--- YOUR TASKS ---
• a. Write out the part of the Khushnood Nabizada profile that begins with "Khushnood Nabizada (خوشنود" and ends after "Virginia, United States.".
• b. According to the Khushnood Nabizada profile, in which district and province was Nabizada born?

Afghan journalist and entrepreneur

Khushnood Nabizada (خوشنود نبی‌زاده; born 27 March 1987) is an Afghan journalist, media entrepreneur and former government official. He founded Khaama Press, an online news agency based in Afghanistan, in 2010. After the fall of Kabul in August 2021, he was evacuated from Afghanistan with his family and later resettled in Virginia, United States.

== Early life and education ==
Nabizada was born on 27 March 1987 in Shibar District, Bamyan Province, Afghanistan. Profiles in the Richmond Times-Dispatch and the Wisconsin State Journal described him as Hazara and Ismaili.

His family later moved to Puli Khumri in Baghlan Province. During his childhood the family left Afghanistan for Rawalpindi, Pakistan, during Taliban rule. Nabizada returned to Afghanistan in 2003.

--- RECORDED DATA ---

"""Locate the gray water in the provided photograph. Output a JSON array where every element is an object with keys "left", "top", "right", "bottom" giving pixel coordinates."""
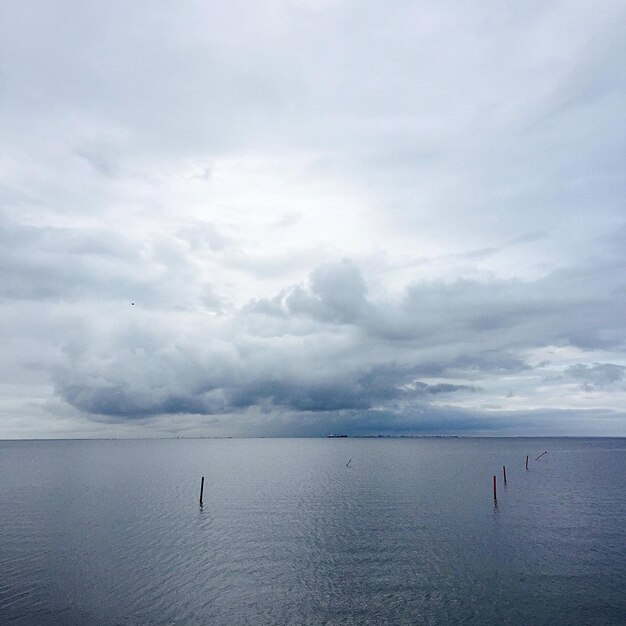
[{"left": 0, "top": 438, "right": 626, "bottom": 625}]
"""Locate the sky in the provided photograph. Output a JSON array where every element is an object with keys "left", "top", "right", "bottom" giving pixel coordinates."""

--- TASK RESULTS ---
• a.
Khushnood Nabizada (خوشنود نبی‌زاده; born 27 March 1987) is an Afghan journalist, media entrepreneur and former government official. He founded Khaama Press, an online news agency based in Afghanistan, in 2010. After the fall of Kabul in August 2021, he was evacuated from Afghanistan with his family and later resettled in Virginia, United States.

• b. Shibar District, Bamyan Province, Afghanistan.